How many lines in the entries below contain the string "turboprop"? Reply with the number alone.

(Image location labeling entries)

---

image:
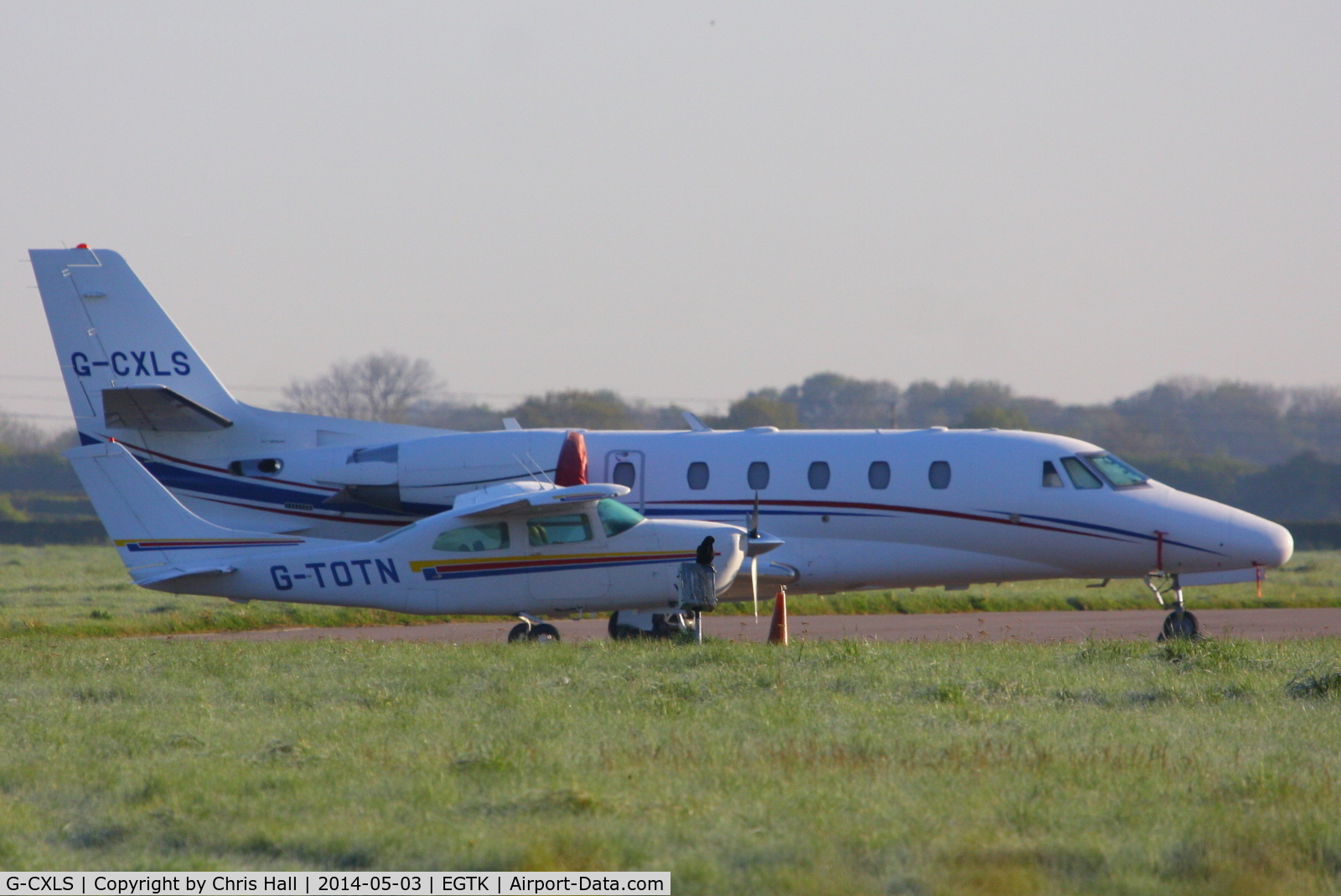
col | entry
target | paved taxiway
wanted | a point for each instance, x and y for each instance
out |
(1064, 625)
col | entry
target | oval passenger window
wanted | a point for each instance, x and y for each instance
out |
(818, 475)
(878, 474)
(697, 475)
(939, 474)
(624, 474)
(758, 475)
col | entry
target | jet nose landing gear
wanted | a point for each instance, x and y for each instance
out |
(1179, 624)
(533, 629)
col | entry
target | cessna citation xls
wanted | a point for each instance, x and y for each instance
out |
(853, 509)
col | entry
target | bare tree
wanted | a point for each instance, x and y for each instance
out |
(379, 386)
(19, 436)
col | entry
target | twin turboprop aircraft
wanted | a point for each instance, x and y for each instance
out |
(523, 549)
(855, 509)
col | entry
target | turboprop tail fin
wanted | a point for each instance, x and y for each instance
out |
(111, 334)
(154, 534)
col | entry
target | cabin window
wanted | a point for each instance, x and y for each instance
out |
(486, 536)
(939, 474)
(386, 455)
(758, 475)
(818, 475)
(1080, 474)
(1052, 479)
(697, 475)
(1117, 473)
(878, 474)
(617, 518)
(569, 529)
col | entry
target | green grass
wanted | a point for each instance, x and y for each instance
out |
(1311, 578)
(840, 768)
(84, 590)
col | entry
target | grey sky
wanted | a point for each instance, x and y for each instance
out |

---

■ THE RESPONSE:
2